[Items from a dataset]
[start]

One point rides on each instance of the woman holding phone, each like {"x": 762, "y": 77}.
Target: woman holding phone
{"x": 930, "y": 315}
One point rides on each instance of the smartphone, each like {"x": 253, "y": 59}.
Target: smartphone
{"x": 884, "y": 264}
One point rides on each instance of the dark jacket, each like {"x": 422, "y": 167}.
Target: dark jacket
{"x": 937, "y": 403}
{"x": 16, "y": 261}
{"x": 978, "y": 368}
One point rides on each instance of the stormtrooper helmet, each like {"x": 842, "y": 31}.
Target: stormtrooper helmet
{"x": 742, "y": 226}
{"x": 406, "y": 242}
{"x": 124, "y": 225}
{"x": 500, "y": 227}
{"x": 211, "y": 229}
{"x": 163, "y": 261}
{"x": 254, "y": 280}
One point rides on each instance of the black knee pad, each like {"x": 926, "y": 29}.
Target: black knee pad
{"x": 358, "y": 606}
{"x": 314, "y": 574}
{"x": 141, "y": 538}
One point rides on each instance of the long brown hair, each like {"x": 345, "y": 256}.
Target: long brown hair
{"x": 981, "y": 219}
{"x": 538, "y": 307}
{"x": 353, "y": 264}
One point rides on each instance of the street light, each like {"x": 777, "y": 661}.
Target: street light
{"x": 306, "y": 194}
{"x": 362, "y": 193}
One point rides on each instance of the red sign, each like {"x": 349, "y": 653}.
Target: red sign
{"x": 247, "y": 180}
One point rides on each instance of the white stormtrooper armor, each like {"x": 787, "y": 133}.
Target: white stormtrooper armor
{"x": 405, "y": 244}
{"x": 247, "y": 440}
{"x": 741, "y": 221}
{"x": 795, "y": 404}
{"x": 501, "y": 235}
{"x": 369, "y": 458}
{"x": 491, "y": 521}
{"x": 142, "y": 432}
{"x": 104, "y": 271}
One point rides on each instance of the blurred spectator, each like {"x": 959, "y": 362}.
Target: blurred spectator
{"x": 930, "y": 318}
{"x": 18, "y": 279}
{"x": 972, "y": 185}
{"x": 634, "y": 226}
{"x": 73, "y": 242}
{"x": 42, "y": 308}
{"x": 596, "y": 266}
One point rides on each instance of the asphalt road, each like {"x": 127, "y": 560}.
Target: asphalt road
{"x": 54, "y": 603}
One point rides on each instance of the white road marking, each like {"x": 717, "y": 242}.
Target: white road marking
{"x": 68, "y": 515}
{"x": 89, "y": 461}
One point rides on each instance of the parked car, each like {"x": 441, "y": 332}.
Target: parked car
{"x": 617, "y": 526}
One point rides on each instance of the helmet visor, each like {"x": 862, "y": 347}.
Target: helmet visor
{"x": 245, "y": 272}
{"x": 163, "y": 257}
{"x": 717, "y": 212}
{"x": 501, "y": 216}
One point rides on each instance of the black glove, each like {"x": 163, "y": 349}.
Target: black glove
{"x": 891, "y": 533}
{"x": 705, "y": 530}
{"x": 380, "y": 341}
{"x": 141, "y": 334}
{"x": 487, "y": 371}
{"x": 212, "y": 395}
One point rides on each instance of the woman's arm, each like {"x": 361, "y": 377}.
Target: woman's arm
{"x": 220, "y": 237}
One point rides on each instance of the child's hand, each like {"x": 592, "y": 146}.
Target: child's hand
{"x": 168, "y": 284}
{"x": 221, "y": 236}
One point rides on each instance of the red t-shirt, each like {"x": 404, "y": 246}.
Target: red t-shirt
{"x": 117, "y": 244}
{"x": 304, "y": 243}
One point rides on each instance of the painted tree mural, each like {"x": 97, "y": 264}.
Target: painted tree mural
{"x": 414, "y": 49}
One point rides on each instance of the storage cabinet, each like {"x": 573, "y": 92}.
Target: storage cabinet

[end]

__DESCRIPTION OF THE TASK__.
Please express the records, from the line containing "One point rides on each instance of the black glove, each" through the final line of the records (both included), as a JSON list of strings with one string per line and blank lines left out.

__EXERCISE RESPONSE__.
[
  "One point rides on each instance of the black glove, each like {\"x\": 163, \"y\": 349}.",
  "Target: black glove",
  "{\"x\": 891, \"y\": 533}",
  "{\"x\": 705, \"y\": 530}",
  "{\"x\": 380, \"y\": 341}",
  "{\"x\": 141, \"y\": 334}",
  "{\"x\": 487, \"y\": 371}",
  "{\"x\": 212, \"y\": 395}",
  "One point rides on each instance of the woman's arm, each like {\"x\": 361, \"y\": 377}.",
  "Target: woman's arm",
  "{\"x\": 220, \"y\": 237}",
  "One point rides on each instance of the child's hand, each like {\"x\": 592, \"y\": 146}.",
  "Target: child's hand",
  "{\"x\": 168, \"y\": 284}",
  "{\"x\": 221, \"y\": 236}",
  "One point rides on each instance of the red t-shirt, each like {\"x\": 404, \"y\": 246}.",
  "Target: red t-shirt",
  "{\"x\": 117, \"y\": 244}",
  "{\"x\": 304, \"y\": 243}",
  "One point rides on each instance of the painted tree mural, each like {\"x\": 97, \"y\": 264}.",
  "Target: painted tree mural",
  "{\"x\": 414, \"y\": 49}",
  "One point rides on each instance of the storage cabinet, each like {\"x\": 573, \"y\": 92}.",
  "Target: storage cabinet"
]